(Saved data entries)
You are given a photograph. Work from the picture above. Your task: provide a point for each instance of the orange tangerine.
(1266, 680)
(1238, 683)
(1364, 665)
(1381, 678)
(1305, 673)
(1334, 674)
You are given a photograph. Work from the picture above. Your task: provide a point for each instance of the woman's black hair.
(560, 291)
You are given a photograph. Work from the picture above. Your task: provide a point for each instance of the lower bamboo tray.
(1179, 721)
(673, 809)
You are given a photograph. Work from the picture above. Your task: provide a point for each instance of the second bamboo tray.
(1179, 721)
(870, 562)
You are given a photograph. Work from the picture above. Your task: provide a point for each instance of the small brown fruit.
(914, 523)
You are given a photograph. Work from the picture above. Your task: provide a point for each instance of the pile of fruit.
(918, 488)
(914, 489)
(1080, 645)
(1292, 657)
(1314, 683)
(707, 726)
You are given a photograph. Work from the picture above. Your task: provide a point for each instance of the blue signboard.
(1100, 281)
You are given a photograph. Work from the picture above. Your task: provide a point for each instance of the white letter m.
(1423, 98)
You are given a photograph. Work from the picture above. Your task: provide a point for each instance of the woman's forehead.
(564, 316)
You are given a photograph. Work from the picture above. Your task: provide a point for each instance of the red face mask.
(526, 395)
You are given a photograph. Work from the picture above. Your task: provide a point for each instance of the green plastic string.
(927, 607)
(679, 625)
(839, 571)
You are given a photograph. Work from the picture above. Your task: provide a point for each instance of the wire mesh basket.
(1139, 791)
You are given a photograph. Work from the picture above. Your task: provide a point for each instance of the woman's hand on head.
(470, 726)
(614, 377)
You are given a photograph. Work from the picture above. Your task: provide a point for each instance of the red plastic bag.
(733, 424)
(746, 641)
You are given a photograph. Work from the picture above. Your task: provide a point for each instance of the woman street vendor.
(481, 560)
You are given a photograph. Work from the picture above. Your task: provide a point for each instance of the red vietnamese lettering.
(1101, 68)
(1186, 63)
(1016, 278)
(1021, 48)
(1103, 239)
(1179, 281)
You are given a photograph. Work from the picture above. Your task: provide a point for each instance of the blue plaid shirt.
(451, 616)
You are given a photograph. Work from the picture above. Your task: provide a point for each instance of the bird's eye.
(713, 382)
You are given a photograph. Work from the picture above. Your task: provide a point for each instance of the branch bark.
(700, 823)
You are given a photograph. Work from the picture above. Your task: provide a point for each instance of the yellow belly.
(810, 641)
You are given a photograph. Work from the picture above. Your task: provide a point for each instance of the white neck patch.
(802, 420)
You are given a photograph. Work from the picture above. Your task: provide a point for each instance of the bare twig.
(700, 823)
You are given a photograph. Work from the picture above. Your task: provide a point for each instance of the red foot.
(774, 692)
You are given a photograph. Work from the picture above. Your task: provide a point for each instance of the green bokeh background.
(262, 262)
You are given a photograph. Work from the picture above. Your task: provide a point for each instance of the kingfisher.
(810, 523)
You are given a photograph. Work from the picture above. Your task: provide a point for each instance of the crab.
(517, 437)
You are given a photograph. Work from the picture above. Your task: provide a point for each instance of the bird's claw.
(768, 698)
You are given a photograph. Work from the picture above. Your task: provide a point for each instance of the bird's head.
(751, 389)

◆ **Exercise prompt**:
What is wanted is the line containing "of the kingfisher." and every line after it through the last line of the entries, printed exactly.

◆ **Answer space**:
You are given a photograph. Work from the picture above. Your task: provide a point for each instance of the kingfisher.
(810, 523)
You are given a photograph. Work from the picture above. Your task: provide a point for each instance of the crab.
(517, 437)
You are given a photograph. Work from the picture above. Your task: provide a point for each instance of the bird's claw.
(768, 698)
You are given a photograph. Work from the picture above. Your task: provide a point for each instance of the bird's head.
(751, 389)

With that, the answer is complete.